> [EXERCISE DETAILS] Would you please copy the part of the material below that opens with the line containing "Where can you see the underwater" and closes with the line containing "Where can you see the striped"? Copy it exactly, and only it.

> [GIVEN RECORDS]
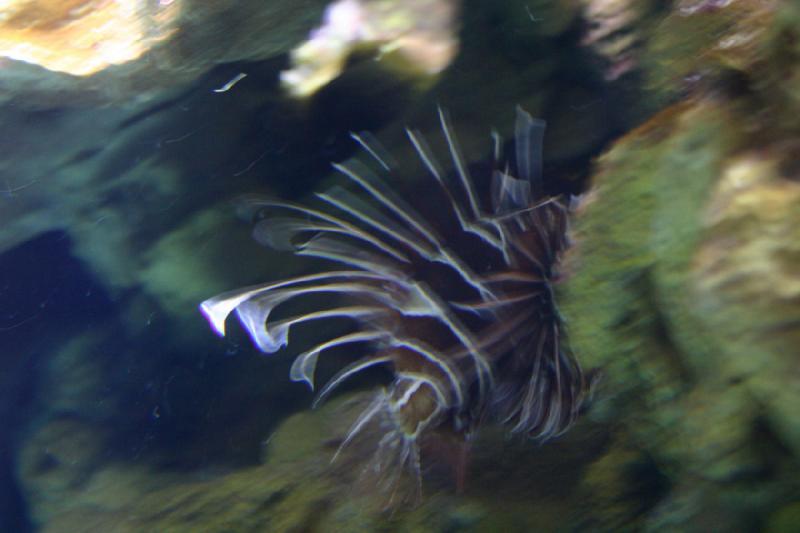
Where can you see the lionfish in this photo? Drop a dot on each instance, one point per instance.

---

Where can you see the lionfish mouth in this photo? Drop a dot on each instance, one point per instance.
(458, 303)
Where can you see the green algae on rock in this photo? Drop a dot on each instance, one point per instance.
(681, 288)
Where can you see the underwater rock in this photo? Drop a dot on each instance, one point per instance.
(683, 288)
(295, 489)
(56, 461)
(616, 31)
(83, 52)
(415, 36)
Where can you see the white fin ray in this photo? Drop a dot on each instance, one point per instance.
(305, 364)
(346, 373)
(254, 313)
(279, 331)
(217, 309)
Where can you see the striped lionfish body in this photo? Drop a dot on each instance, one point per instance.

> [ANSWER BOX]
Where can you see the underwater rock in this photo? Drop a dot on each instance, one point per instance.
(683, 288)
(295, 489)
(56, 461)
(616, 31)
(83, 52)
(415, 36)
Where can you see the white fin ray in this photo? Drop a dot on each instance, one point per instance.
(305, 364)
(346, 373)
(254, 313)
(279, 331)
(217, 309)
Where can you see the striped lionfish body in this photo? Drop a dot on each instance, one point per instance.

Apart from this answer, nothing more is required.